- **Work required**: Retype precisely the section of the data that starts at the line containing "If you could outline every instance of the clump" and runs to its final line, ends included.

- **Supplied material**:
^^^^^^^^
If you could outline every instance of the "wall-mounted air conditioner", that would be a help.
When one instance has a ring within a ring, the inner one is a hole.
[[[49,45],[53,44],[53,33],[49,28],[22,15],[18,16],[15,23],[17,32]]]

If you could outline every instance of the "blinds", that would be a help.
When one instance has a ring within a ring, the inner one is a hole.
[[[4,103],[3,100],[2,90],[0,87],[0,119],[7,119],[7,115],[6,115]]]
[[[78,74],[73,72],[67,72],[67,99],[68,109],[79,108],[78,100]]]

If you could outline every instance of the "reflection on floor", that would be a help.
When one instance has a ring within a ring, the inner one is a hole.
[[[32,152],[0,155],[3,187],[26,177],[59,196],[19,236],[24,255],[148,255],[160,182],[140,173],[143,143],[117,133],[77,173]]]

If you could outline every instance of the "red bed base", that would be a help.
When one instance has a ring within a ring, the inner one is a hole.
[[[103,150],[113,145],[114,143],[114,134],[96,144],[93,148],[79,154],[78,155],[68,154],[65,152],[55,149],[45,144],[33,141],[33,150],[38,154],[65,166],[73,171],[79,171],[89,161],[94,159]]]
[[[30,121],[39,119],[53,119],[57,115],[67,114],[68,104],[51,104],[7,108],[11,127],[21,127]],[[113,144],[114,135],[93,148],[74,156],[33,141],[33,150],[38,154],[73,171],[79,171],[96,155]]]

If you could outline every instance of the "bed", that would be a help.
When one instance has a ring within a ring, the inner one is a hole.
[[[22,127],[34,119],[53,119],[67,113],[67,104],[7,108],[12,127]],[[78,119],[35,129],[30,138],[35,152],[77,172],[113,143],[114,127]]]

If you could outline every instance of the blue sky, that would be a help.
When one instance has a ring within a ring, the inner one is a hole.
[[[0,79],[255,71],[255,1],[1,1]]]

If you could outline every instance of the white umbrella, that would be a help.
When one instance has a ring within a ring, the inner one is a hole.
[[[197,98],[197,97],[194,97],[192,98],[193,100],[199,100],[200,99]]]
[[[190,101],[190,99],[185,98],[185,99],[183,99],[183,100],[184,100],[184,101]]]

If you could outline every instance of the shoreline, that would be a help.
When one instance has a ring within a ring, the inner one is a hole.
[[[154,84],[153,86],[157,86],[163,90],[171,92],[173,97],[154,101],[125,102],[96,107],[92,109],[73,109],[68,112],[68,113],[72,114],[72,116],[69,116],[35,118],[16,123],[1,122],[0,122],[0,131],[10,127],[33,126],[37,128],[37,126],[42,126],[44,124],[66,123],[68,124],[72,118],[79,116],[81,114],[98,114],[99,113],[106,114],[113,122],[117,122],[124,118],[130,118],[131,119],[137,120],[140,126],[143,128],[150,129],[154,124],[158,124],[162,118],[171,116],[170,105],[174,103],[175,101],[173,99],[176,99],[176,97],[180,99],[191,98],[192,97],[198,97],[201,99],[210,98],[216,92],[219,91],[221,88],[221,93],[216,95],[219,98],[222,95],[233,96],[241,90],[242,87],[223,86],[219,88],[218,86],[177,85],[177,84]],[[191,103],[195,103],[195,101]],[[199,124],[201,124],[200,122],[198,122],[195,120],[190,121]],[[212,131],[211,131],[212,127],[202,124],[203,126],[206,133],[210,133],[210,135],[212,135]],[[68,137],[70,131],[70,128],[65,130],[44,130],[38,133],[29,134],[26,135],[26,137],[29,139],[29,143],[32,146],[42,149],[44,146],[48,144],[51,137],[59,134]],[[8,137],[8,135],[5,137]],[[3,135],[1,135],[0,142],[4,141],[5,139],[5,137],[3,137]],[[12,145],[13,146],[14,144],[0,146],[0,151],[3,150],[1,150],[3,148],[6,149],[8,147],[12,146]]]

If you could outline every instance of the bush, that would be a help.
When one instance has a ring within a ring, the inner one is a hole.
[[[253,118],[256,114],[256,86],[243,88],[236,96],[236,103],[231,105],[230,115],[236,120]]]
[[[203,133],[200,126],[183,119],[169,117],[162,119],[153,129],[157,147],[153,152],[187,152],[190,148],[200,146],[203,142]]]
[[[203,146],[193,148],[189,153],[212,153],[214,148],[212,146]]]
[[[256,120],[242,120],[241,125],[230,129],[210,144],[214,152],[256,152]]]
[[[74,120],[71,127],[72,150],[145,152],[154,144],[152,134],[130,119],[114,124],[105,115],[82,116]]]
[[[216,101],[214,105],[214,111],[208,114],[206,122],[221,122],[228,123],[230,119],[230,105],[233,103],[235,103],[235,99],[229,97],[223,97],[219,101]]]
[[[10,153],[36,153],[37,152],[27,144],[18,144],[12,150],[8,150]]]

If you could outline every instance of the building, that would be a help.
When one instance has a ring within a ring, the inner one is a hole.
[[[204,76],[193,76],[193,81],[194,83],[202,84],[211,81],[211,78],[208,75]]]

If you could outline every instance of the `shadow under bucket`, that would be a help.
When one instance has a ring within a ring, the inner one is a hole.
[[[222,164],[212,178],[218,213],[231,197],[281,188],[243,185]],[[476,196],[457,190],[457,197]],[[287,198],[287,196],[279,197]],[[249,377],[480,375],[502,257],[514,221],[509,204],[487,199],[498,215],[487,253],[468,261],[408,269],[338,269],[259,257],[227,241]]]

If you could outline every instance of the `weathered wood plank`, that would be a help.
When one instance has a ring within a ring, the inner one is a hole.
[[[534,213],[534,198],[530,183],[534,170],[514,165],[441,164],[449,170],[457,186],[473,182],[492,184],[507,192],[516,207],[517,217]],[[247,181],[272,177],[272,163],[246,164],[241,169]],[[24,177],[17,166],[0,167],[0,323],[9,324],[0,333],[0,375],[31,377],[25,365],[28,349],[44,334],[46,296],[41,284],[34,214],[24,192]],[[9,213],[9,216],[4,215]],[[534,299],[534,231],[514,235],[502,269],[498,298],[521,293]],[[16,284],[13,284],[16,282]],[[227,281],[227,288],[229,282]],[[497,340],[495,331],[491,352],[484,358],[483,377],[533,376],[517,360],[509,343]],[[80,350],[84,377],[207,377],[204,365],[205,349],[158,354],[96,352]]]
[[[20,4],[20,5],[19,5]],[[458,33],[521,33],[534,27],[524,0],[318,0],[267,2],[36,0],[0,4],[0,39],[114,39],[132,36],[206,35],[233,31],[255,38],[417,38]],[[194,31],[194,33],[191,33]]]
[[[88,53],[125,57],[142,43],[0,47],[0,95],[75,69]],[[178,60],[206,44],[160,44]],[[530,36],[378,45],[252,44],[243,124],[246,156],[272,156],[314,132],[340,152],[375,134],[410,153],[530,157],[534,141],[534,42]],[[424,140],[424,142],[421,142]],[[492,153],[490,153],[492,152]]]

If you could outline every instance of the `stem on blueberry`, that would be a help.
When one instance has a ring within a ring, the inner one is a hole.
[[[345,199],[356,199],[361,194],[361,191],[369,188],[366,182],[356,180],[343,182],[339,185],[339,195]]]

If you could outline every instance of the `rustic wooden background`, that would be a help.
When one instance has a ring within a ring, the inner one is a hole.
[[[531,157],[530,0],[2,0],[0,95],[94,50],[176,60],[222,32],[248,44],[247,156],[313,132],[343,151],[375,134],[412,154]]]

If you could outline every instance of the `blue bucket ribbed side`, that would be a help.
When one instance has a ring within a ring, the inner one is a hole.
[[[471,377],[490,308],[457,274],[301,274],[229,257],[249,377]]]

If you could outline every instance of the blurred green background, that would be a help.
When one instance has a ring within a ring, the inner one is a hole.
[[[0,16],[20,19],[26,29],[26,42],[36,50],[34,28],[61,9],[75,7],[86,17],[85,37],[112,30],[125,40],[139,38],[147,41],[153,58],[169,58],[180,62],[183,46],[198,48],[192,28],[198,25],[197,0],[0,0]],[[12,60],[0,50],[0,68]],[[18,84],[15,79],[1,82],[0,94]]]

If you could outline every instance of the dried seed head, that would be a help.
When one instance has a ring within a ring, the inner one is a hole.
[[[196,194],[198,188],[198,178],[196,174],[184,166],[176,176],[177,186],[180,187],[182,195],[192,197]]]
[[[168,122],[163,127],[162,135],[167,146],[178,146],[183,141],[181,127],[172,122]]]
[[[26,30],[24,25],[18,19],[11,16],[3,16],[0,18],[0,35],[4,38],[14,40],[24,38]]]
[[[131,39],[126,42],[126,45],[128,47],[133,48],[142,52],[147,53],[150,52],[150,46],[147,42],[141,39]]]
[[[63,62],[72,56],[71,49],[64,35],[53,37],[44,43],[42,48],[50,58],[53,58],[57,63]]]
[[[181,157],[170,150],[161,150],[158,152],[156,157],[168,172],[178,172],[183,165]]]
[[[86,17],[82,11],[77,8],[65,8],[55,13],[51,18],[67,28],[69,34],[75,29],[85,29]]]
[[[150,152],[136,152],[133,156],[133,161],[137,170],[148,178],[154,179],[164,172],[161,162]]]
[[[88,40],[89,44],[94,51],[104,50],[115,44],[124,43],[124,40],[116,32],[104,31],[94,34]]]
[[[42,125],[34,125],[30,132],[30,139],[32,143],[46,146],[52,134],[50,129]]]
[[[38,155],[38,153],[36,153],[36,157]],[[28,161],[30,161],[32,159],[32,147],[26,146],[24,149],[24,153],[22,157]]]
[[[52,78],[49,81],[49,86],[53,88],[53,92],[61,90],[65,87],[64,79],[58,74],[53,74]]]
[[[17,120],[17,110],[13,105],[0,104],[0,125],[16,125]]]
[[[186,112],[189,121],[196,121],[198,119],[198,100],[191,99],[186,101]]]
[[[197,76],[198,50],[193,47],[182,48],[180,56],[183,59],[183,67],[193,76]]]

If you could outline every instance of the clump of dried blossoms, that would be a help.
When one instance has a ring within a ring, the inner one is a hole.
^^^^^^^^
- **Solution below**:
If you could outline every instance of the clump of dried blossoms, that would be a help.
When one instance has a ring within a ring, the inner one is a hole.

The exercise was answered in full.